If a line in the entries includes "plume", show that line.

(Excerpts from a dataset)
--*--
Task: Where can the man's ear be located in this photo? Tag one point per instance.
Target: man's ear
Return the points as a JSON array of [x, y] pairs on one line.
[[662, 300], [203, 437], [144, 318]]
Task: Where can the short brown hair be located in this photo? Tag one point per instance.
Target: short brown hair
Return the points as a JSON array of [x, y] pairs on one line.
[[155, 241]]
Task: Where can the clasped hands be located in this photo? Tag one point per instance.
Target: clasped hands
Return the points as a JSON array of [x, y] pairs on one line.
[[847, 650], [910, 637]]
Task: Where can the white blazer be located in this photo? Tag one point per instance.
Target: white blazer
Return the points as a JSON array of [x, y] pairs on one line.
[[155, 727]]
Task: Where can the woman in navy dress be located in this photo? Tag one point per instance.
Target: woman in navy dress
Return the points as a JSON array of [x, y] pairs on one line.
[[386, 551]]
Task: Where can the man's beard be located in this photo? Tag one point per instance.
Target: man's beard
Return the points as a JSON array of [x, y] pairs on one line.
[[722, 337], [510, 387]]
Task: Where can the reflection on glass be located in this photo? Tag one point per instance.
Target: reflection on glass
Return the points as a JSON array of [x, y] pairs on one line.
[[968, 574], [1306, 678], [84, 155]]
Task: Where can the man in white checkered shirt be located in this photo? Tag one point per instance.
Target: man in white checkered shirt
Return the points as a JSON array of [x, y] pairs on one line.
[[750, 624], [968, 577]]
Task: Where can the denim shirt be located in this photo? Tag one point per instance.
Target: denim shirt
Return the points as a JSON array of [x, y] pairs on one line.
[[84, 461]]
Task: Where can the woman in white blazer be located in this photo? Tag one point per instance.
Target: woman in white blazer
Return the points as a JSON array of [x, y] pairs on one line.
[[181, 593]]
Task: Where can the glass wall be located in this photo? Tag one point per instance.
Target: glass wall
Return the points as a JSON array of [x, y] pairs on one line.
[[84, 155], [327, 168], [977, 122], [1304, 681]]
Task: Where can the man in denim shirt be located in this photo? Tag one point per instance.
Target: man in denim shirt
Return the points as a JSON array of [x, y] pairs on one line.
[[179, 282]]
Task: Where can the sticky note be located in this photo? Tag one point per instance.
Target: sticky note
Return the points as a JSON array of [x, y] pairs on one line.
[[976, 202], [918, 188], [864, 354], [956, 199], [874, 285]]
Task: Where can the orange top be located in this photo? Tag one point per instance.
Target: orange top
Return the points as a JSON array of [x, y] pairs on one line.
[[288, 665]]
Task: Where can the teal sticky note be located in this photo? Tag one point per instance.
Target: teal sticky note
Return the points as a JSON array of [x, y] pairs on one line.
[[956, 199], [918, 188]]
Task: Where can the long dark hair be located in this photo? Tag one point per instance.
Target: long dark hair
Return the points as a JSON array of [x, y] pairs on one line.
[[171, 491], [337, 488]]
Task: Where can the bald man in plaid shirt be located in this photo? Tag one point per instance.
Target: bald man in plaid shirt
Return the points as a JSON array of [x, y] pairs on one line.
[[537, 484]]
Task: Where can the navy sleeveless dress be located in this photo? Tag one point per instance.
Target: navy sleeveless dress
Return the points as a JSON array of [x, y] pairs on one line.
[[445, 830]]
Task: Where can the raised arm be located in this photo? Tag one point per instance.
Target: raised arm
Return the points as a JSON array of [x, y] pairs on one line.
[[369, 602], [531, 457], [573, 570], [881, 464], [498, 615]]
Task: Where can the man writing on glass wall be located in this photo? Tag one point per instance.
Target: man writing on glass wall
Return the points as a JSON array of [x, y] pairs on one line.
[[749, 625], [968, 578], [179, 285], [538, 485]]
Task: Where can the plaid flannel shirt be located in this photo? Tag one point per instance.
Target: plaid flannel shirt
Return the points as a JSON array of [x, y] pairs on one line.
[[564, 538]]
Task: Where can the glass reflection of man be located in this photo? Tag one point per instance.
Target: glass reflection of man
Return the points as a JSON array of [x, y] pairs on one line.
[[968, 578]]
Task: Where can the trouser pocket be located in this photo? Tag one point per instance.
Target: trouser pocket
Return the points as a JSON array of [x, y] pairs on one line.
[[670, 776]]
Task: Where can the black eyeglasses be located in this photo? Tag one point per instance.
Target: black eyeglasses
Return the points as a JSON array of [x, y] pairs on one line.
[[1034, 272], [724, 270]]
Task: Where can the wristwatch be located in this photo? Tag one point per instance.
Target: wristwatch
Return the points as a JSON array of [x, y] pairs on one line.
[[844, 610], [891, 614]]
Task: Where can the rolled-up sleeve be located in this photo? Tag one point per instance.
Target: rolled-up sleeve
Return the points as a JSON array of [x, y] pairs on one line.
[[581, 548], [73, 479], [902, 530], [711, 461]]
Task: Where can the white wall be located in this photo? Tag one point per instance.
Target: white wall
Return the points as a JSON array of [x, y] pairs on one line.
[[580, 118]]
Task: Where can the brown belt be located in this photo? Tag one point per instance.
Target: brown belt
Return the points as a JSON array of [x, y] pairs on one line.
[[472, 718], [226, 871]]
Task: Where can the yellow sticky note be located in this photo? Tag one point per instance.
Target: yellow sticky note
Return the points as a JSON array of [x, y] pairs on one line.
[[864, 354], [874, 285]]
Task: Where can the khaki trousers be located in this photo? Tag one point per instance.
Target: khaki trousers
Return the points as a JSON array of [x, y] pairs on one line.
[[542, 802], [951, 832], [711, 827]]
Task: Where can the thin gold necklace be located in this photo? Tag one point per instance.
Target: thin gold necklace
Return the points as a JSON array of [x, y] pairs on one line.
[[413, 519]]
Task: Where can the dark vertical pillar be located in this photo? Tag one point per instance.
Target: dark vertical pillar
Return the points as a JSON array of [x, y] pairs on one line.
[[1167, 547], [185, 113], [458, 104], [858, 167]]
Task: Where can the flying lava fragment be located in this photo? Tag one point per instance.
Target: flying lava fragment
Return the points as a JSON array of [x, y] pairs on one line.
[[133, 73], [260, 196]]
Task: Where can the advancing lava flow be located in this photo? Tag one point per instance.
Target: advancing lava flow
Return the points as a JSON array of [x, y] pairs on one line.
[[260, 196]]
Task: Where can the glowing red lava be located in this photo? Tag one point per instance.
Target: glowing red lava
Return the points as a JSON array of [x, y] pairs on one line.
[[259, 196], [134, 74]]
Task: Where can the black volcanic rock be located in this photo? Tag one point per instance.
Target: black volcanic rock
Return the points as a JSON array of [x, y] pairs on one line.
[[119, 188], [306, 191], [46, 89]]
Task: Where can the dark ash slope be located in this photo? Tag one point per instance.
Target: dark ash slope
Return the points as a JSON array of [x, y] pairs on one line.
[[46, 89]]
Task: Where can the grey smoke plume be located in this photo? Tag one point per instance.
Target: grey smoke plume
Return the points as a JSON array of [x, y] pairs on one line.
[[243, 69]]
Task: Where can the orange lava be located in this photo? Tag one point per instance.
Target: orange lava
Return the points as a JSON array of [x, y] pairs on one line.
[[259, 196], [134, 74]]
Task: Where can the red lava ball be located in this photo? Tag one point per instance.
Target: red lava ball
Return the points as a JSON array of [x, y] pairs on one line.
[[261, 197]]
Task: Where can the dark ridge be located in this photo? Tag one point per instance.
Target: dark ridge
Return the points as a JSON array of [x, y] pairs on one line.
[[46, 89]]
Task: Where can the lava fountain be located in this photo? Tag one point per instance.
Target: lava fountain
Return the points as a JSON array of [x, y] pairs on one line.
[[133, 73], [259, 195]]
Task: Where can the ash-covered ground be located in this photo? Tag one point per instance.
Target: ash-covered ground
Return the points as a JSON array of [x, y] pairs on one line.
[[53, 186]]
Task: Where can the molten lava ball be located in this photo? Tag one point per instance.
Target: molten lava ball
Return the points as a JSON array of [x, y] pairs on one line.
--*--
Your solution →
Task: Where can the grey smoke plume be located in this photo? Tag one point per instance.
Target: grey smoke plume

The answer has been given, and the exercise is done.